(Dataset items)
▼
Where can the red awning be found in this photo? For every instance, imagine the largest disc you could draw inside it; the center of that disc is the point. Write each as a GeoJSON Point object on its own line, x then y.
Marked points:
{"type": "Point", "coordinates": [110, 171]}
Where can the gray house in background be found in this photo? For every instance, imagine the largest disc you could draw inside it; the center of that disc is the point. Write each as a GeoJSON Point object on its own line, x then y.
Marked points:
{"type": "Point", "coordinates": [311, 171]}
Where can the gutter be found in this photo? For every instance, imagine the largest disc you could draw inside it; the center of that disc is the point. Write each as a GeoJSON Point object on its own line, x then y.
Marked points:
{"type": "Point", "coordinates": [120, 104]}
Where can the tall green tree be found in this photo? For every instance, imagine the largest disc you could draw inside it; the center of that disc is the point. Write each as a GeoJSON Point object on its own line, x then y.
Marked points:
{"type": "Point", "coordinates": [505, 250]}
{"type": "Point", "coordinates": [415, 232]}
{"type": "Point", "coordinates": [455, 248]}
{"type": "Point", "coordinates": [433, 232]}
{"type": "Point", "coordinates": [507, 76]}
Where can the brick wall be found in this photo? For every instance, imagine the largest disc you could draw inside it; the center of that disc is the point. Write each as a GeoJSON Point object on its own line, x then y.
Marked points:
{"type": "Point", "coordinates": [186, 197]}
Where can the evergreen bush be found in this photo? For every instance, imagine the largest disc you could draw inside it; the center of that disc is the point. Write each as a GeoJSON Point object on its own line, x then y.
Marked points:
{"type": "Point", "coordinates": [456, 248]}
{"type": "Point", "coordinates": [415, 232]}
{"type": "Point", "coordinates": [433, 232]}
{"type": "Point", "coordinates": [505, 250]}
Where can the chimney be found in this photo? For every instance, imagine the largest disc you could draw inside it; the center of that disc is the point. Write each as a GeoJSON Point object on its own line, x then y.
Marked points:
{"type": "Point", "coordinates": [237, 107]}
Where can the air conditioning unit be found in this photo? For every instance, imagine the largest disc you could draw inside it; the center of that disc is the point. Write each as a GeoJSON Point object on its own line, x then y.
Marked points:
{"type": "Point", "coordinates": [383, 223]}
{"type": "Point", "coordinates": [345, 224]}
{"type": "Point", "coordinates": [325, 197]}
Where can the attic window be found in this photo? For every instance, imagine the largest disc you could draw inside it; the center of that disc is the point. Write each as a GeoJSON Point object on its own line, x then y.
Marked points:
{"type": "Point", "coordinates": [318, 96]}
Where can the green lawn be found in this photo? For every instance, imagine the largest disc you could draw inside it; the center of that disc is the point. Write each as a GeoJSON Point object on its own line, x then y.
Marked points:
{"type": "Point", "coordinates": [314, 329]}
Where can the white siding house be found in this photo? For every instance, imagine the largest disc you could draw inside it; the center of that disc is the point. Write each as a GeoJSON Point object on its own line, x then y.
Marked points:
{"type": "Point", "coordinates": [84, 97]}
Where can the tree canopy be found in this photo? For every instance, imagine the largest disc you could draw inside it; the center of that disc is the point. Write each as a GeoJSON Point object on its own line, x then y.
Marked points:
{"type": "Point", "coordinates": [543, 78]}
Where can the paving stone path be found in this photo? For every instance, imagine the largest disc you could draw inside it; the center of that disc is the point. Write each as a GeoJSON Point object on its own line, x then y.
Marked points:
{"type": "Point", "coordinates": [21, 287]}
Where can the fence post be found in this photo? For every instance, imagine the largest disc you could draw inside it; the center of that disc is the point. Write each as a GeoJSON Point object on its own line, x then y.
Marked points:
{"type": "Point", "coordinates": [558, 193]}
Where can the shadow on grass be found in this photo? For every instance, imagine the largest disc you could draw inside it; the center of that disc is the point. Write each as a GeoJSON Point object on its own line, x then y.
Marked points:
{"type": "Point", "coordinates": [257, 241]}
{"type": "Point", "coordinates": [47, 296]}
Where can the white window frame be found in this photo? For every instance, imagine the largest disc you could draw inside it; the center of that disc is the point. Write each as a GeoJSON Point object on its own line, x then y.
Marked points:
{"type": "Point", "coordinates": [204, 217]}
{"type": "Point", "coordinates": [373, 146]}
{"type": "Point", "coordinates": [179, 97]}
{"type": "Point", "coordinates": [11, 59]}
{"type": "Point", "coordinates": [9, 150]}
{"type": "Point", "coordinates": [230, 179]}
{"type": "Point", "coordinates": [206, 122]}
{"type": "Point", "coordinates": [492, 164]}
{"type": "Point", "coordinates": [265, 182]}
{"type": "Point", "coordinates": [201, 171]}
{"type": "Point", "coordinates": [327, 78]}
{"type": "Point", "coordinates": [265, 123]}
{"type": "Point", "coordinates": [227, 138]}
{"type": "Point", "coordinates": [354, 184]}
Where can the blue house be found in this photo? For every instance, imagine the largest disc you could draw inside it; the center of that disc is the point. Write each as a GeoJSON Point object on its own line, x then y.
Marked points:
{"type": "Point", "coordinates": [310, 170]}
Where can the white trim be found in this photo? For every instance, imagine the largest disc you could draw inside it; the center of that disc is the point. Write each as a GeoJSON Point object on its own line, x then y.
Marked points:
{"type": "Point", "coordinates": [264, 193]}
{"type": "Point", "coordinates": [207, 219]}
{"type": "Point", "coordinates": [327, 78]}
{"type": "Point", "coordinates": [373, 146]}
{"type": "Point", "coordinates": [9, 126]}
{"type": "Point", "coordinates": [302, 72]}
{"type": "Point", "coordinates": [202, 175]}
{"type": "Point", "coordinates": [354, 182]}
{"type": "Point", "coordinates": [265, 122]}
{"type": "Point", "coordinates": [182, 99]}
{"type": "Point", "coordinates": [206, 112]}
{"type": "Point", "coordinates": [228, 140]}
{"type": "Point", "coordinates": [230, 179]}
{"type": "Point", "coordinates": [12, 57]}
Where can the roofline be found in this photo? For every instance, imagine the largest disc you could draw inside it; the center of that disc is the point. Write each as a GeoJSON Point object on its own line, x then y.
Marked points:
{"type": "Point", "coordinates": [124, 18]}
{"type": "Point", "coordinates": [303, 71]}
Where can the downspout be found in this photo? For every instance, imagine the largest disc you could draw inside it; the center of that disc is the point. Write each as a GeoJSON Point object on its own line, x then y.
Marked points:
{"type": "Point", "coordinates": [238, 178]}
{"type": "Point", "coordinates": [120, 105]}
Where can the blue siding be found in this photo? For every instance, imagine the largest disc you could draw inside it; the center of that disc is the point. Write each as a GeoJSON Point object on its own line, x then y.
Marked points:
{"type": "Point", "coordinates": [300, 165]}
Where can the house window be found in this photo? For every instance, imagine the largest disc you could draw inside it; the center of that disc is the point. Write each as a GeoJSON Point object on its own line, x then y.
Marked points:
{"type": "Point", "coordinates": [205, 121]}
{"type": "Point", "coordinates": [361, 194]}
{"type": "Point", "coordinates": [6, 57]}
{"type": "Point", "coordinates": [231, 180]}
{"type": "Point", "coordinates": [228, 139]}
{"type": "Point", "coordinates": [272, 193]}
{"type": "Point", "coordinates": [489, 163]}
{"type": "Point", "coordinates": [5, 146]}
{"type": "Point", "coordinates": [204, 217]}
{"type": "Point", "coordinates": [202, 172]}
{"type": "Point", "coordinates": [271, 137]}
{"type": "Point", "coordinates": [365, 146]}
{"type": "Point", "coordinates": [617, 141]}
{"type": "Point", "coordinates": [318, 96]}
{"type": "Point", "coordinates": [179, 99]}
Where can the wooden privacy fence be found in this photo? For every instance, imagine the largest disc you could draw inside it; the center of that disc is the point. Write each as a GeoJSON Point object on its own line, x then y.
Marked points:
▲
- TASK PROMPT -
All of the entries above need to be reproduced exactly.

- RESULT -
Where can the red awning be found in this photo? For every instance, imagine the largest disc you could draw inside it; the center of that disc is the point. Write each as a GeoJSON Point object on its own line, x then y.
Marked points:
{"type": "Point", "coordinates": [110, 171]}
Where can the gray house in background be found in this photo? For every instance, imagine the largest disc you could draw inside it; the center of that disc is the point. Write each as a GeoJSON Point object on its own line, x then y.
Marked points:
{"type": "Point", "coordinates": [311, 171]}
Where can the gutter be found in this photo? For every instance, imagine the largest disc you could draw inside it; the center of that disc is the point. Write each as a GeoJSON Point object on its own line, x then y.
Marked points:
{"type": "Point", "coordinates": [120, 104]}
Where can the tall green tree be found in this photo? For every instance, imagine the largest disc you could draw inside it; the center of that disc is the point. Write each as a GeoJSON Point object on its own line, x then y.
Marked points:
{"type": "Point", "coordinates": [505, 250]}
{"type": "Point", "coordinates": [415, 232]}
{"type": "Point", "coordinates": [455, 248]}
{"type": "Point", "coordinates": [433, 232]}
{"type": "Point", "coordinates": [507, 76]}
Where can the brick wall be found in this photo? For every instance, imagine the largest disc you could draw inside it; the center of that disc is the point. Write each as a GeoJSON Point object on its own line, x then y.
Marked points:
{"type": "Point", "coordinates": [186, 197]}
Where can the evergreen bush be found in this photo? For every instance, imagine the largest disc you could draw inside it; the center of that disc is the point. Write each as a GeoJSON Point object on its own line, x then y.
Marked points:
{"type": "Point", "coordinates": [456, 248]}
{"type": "Point", "coordinates": [415, 232]}
{"type": "Point", "coordinates": [433, 232]}
{"type": "Point", "coordinates": [505, 250]}
Where can the chimney be found in this photo? For every instance, imagine the largest disc you could draw inside it; the center of that disc is the point. Write each as a GeoJSON Point object on its own line, x then y.
Marked points:
{"type": "Point", "coordinates": [237, 107]}
Where can the air conditioning unit be found in this photo? For every instance, imagine the largest disc you could draw inside it; the center of that disc is the point. Write each as a GeoJSON Point object on its own line, x then y.
Marked points:
{"type": "Point", "coordinates": [383, 223]}
{"type": "Point", "coordinates": [345, 224]}
{"type": "Point", "coordinates": [325, 197]}
Where can the attic window be found in this photo? For every instance, imagine the largest disc you could draw inside it; the center of that disc is the point. Write each as a GeoJSON Point object on its own line, x then y.
Marked points:
{"type": "Point", "coordinates": [318, 96]}
Where can the green lawn be found in this photo? For every instance, imagine the largest disc you could draw inside it; the center of that disc is the point. Write each as a GeoJSON Point object on its own line, x then y.
Marked points:
{"type": "Point", "coordinates": [314, 329]}
Where can the white siding house be found in this photo? For every instance, imagine the largest disc you could draw inside it; the center of that disc is the point. Write each as a GeoJSON Point object on its own line, x then y.
Marked points:
{"type": "Point", "coordinates": [84, 97]}
Where can the tree canopy be found in this photo? For every instance, imagine the largest disc you could draw inside it; the center of that disc is the point. Write each as a GeoJSON Point object on its own line, x then y.
Marked points:
{"type": "Point", "coordinates": [543, 78]}
Where can the paving stone path be found in this photo? For every instance, imagine the largest disc you could draw inside it; the center of that disc is the point. Write each as a GeoJSON Point object on its own line, x then y.
Marked points:
{"type": "Point", "coordinates": [21, 287]}
Where can the fence post be found in this photo? For every instance, imagine the largest disc you could draw inside it; the center of that disc is the point. Write each as a GeoJSON Point object on its own line, x then y.
Marked points:
{"type": "Point", "coordinates": [558, 193]}
Where can the shadow on grass be found in this photo? For every instance, imagine the largest disc you could draw inside it; the center of that disc is the point. Write each as a GeoJSON Point object on its own line, x then y.
Marked points:
{"type": "Point", "coordinates": [257, 241]}
{"type": "Point", "coordinates": [47, 296]}
Where can the white window frame be found in this photo? For every instance, imagine the largest disc you could draw inside it; the center of that disc is the point. Write each as a GeoJSON Point object on its own line, x then y.
Marked points:
{"type": "Point", "coordinates": [204, 217]}
{"type": "Point", "coordinates": [373, 146]}
{"type": "Point", "coordinates": [179, 97]}
{"type": "Point", "coordinates": [11, 59]}
{"type": "Point", "coordinates": [9, 150]}
{"type": "Point", "coordinates": [230, 179]}
{"type": "Point", "coordinates": [206, 122]}
{"type": "Point", "coordinates": [492, 164]}
{"type": "Point", "coordinates": [265, 182]}
{"type": "Point", "coordinates": [201, 171]}
{"type": "Point", "coordinates": [327, 78]}
{"type": "Point", "coordinates": [265, 123]}
{"type": "Point", "coordinates": [227, 138]}
{"type": "Point", "coordinates": [354, 184]}
Where can the blue house be found in this photo? For every instance, imagine the largest disc you could draw inside it; the center of that disc is the point. Write each as a GeoJSON Point object on its own line, x then y.
Marked points:
{"type": "Point", "coordinates": [310, 170]}
Where can the white trim be found in this photo? For every instance, imagine the largest disc you could draw inside it; the center of that disc is the point. Write each as a GeoJSON Point object on its own line, x then y.
Marked points:
{"type": "Point", "coordinates": [264, 193]}
{"type": "Point", "coordinates": [207, 219]}
{"type": "Point", "coordinates": [327, 78]}
{"type": "Point", "coordinates": [373, 146]}
{"type": "Point", "coordinates": [9, 126]}
{"type": "Point", "coordinates": [302, 72]}
{"type": "Point", "coordinates": [202, 175]}
{"type": "Point", "coordinates": [354, 182]}
{"type": "Point", "coordinates": [265, 122]}
{"type": "Point", "coordinates": [182, 99]}
{"type": "Point", "coordinates": [206, 112]}
{"type": "Point", "coordinates": [228, 140]}
{"type": "Point", "coordinates": [230, 179]}
{"type": "Point", "coordinates": [12, 57]}
Where can the roofline be found in this photo? For every instance, imagine the largest disc you could draw inside it; the center of that disc is the point. Write each as a GeoJSON Point object on its own line, x then y.
Marked points:
{"type": "Point", "coordinates": [124, 18]}
{"type": "Point", "coordinates": [303, 71]}
Where can the downspout be found in this photo? For every instance, imagine the largest disc you could draw inside it; the center of that disc is the point. Write each as a GeoJSON Point object on its own line, x then y.
Marked points:
{"type": "Point", "coordinates": [238, 178]}
{"type": "Point", "coordinates": [120, 105]}
Where can the blue siding be found in this photo? For every instance, imagine the largest disc you could draw inside it; the center of that disc is the point. Write each as a GeoJSON Point object on its own line, x then y.
Marked points:
{"type": "Point", "coordinates": [300, 165]}
Where can the house window be found in this photo? For every instance, imagine the largest disc you could draw inside it; the center of that disc is the point. Write each as a GeoJSON Point object on its own line, x then y.
Marked points:
{"type": "Point", "coordinates": [205, 121]}
{"type": "Point", "coordinates": [361, 194]}
{"type": "Point", "coordinates": [6, 57]}
{"type": "Point", "coordinates": [231, 180]}
{"type": "Point", "coordinates": [228, 139]}
{"type": "Point", "coordinates": [272, 193]}
{"type": "Point", "coordinates": [489, 163]}
{"type": "Point", "coordinates": [5, 146]}
{"type": "Point", "coordinates": [204, 217]}
{"type": "Point", "coordinates": [202, 172]}
{"type": "Point", "coordinates": [271, 137]}
{"type": "Point", "coordinates": [365, 146]}
{"type": "Point", "coordinates": [617, 141]}
{"type": "Point", "coordinates": [318, 96]}
{"type": "Point", "coordinates": [179, 99]}
Where can the wooden privacy fence be found in this photo? For every instance, imagine the largest disc you could draw inside it; the center of that disc is the point. Write each as a GeoJSON Point object on its own line, x then y.
Marked points:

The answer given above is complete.